* **SOURCE PASSAGE**:
........
Daly added, “In my time in North Reading I have witnessed scouts whose projects have positively impacted our community. The young people have met with school officials, proposed their ideas, taken feedback and made adjustments, developed plans, organized the staffing, coordinated with school personnel, created budgets, and overseen the project to completion. These skills are invaluable for anyone entering the ‘real world’ and the experience of this service project provides a true blueprint for success throughout their lives.”

He stated that Nearing’s project was one such blueprint for success. “This was a much needed addition to our school grounds and has been such a welcome addition for our buildings and grounds crew as well as Dr. McKay and the school administration. This building is not only functional but also aesthetically pleasing, as its placement on the grounds is accessible and there may even be a few hound dog footprints artistically placed on the ramps!” he said.
........
* **RECORDS**:
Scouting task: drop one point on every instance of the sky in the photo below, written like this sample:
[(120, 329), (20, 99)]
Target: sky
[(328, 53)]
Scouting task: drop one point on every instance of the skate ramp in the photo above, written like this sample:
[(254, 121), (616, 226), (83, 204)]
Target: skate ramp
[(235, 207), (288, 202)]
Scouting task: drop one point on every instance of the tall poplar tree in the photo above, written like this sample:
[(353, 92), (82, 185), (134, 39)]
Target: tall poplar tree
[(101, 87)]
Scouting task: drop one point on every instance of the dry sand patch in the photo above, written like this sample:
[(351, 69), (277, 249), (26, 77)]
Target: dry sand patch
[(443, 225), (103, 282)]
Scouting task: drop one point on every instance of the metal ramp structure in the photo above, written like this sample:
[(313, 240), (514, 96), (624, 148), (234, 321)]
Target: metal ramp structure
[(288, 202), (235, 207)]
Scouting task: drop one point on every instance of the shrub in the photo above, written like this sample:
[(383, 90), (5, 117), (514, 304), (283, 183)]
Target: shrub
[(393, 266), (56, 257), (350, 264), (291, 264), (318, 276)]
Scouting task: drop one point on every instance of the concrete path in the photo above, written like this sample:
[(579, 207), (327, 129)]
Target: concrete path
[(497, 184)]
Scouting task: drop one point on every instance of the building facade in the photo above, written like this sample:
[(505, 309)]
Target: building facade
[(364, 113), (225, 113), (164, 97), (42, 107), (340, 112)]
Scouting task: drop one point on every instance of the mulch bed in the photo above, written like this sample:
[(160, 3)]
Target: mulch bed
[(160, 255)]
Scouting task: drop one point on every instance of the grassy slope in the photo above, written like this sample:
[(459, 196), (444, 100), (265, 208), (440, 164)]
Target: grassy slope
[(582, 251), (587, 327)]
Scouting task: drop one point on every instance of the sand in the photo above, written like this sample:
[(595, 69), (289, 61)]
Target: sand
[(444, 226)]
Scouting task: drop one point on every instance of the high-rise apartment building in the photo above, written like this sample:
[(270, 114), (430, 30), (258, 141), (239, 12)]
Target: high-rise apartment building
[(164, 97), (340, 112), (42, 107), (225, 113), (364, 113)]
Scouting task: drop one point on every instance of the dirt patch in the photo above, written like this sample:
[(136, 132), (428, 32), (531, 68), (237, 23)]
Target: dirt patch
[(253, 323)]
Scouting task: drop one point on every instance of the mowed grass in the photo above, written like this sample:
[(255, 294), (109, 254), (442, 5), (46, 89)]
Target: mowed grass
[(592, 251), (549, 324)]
........
* **WHAT YOU ARE ASKED TO DO**:
Can you pick up the article on Nearing's scout project at North Reading's school grounds from where it stops? The data has nothing to do with the article on the North Reading scout project.

* **RESPONSE FOR THIS EXERCISE**:
Retired Superintendent Jon Bernard sent a letter of congratulations to Nearing. “I am very proud of you, Chris, and it has been a pleasure getting to know you over the past several years when you were a student in the North Reading Public Schools during my time as Principal at North Reading High School and as Superintendent of Schools,” Bernard wrote. “Your positive and friendly demeanor, talents as a student-athlete and musician, and your willingness to always do good things for the benefit of others are the things that I will always remember about you, Chris. I am pleased to hear that you are doing well at college–I am not at all surprised–given your willingness and desire to do your very best work in all that you do. It is my opinion that this quality is likely the one thing that contributed the most to your having attained the rank of Eagle Scout.”

At the Court of Honor, Nearing personally received a citation from state Sen. Bruce Tarr. He was also presented a citation from state Rep. Bradley Jones Jr., presented by district aide Michele Pacillo. Select Board Chair Kathryn Manupelli and Vice Chair Liane Gonzalez delivered a commendation from the town. And Gail Tenney, Unit Commissioner of the Flintlock District in the Spirit of Adventure Council delivered a commendation and also announced that a scholarship in Nearing’s name has been given to a deserving scout in the local council to ensure the scout can attend a Spirit of Adventure camping experience to help extend that scout’s journey to Eagle.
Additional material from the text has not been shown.